[[ Reading passage, beginning ]]

Nonetheless, he adds, he is “certainly not going to keep quiet” on matters of defence where he can bring expertise. And with the Islamic State entrenching their position in Iraq, the troubles in Ukraine deepening, a new Strategic Defence and Security Review due and a political battle expected over the 2% spending target, Tugendhat’s experience is likely to be called upon over the coming months.
The former officer was part of then Chief of the General Staff David Richards’ team back in 2010 during the last SDSR, a key plank of which was the plan to cut the Regular Army to 82,000, while increasing the size of the Army Reserve to 30,000. The reforms have run into difficulty and last year led to concerns over a capability gap, after the National Audit Office warned the 30,000 target figure may not be reached until 2025, six years behind schedule. Recruitment is thought to have since picked up after a massive publicity campaign. But Tugendhat defends the MoD over the reforms, saying it is not surprising that it “took some time” for the changes “to feed through”.
“The work of the Army – and particularly people like Generals Wall and Carter – over the last three or four years has been phenomenal; they’ve done phenomenal work in making sure that the Reserve is not some sort of afterthought add-on but is very much part of the integrated structure.
“That’s really a reflection on the changing world and the changing nature of conflicts; 30 years ago the Reserve was pretty much there to fill the gap until the Regulars could turn up and push the Russians back over the German border, or whatever it happened to be. Now it’s simply not that; there are a whole bunch of Reservists who bring different skills and different talents that frankly would be incredibly expensive or difficult – if not impossible – to maintain in a regular armed forces; languages that you may not need all the time, medical skills that you only need in emergencies and things like that.”
Conservative backbenchers will be waiting in anticipation to see the Government’s plans for defence over the coming months, and in particular whether the Treasury commits to extend its current target of spending 2% of GDP on defence beyond 2015-16. British defence chiefs were lobbying furiously for a commitment from the Conservatives before the election, and their efforts picked up again this week as former Chief of the Air Staff Sir Michael Graydon urged David Cameron to “repair the damage” done and set out a commitment sooner rather than later.
Tugendhat says he remains “slightly cautious” about GDP-based targets, and would rather see defence spending fixed as a proportion of government expenditure, but he insists he and other backbenchers want to see defence “properly funded”. Backbench feeling over defence spending is running high, and Tugendhat says the new intake of Conservative MPs will be prepared to fight “very strongly” to influence the Government over this and other points. But he adds that there is also an understanding that the party only achieved a majority by working together with the leadership. “There’s a real feeling among the more than 70 of us who were elected as Conservatives this time round that we appreciate that the reason we’re here is because the team worked,” he says.
“So I think, and I hope, what you’ll see is all of us working very strongly together to deliver Conservative policies. Now, does that mean that we won’t seek to influence the decisions of the Government? No, it doesn’t. It means we will seek to influence the decisions of the Government and we will be having those fights very strongly. But we will be having those fights in order to change the policy of the Government rather than simply in order to rebel. We understand that you succeed as a team and you fail on your own.”

[[ Reading passage, end ]]
[[ Given entries, beginning ]]

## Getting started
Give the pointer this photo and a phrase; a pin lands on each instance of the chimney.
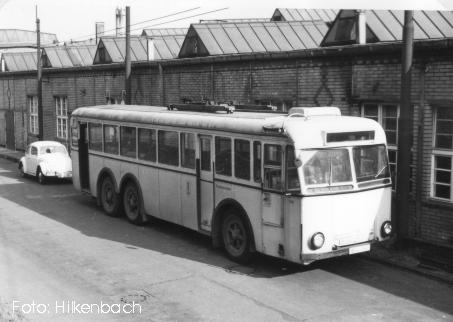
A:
(99, 31)
(119, 21)
(361, 27)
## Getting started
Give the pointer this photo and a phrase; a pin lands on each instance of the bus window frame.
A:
(101, 125)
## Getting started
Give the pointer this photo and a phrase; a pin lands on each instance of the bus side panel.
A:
(169, 198)
(293, 228)
(188, 193)
(96, 165)
(248, 197)
(75, 169)
(149, 182)
(115, 167)
(128, 168)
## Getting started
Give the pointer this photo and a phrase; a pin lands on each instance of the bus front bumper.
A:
(340, 251)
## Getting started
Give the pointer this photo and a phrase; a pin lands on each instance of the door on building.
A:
(84, 170)
(10, 141)
(205, 183)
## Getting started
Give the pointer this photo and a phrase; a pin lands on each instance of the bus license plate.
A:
(359, 249)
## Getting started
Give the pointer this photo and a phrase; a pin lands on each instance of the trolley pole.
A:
(405, 130)
(39, 79)
(128, 58)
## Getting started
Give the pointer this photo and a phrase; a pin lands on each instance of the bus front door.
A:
(84, 171)
(205, 198)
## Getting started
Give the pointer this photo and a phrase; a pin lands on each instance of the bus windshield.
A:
(333, 166)
(327, 166)
(370, 162)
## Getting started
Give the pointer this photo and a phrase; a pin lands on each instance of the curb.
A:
(423, 272)
(9, 157)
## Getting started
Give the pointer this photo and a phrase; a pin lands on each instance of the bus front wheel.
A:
(132, 203)
(109, 198)
(236, 238)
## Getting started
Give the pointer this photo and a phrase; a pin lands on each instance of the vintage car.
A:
(46, 159)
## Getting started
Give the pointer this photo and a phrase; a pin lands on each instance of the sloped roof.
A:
(387, 25)
(68, 56)
(19, 61)
(285, 14)
(251, 37)
(158, 32)
(113, 49)
(23, 38)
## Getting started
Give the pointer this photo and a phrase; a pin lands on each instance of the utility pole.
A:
(39, 78)
(128, 58)
(405, 130)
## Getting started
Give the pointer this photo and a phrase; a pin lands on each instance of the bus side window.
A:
(147, 144)
(187, 150)
(257, 163)
(292, 178)
(223, 156)
(272, 166)
(242, 159)
(205, 147)
(128, 141)
(111, 139)
(168, 147)
(95, 139)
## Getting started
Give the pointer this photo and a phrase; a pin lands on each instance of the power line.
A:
(162, 23)
(141, 22)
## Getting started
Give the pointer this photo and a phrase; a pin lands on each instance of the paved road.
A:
(57, 246)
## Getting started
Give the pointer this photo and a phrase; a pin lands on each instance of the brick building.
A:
(361, 79)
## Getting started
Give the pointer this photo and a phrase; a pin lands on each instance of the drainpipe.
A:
(361, 27)
(405, 130)
(39, 79)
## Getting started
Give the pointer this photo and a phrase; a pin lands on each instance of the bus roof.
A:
(304, 131)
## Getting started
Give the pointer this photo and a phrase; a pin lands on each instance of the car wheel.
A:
(132, 203)
(236, 238)
(110, 200)
(21, 170)
(40, 176)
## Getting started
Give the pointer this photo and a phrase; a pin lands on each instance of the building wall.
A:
(344, 81)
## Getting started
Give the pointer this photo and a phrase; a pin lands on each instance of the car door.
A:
(32, 160)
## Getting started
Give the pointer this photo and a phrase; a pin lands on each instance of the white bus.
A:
(302, 186)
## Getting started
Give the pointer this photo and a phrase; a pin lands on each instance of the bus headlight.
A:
(317, 240)
(386, 229)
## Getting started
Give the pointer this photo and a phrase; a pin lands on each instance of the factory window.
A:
(32, 102)
(442, 157)
(386, 115)
(61, 112)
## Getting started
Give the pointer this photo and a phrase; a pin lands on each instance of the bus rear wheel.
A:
(110, 200)
(132, 203)
(236, 238)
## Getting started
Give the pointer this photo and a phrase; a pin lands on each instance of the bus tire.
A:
(236, 237)
(110, 200)
(132, 204)
(40, 177)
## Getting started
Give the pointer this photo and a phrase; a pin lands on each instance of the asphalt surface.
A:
(57, 246)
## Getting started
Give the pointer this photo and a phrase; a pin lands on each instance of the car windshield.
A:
(326, 167)
(370, 162)
(52, 149)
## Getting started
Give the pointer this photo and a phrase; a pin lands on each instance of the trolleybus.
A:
(301, 186)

[[ Given entries, end ]]

:: Tasks to perform ::
- 1) How would you translate this sentence from the article on Tugendhat into Spanish: "Recruitment is thought to have since picked up after a massive publicity campaign."
- 2) According to the article on Tugendhat, the 2010 SDSR planned to cut the Regular Army to what size?
- 3) Copy the article on Tugendhat from "Conservative backbenchers will" to "rather than later.".
The rows come from a different source than the text.

:: Per-task answers ::
- 1) Se cree que el reclutamiento ha repuntado desde entonces tras una enorme campaña publicitaria.

- 2) 82,000.

- 3)
Conservative backbenchers will be waiting in anticipation to see the Government’s plans for defence over the coming months, and in particular whether the Treasury commits to extend its current target of spending 2% of GDP on defence beyond 2015-16. British defence chiefs were lobbying furiously for a commitment from the Conservatives before the election, and their efforts picked up again this week as former Chief of the Air Staff Sir Michael Graydon urged David Cameron to “repair the damage” done and set out a commitment sooner rather than later.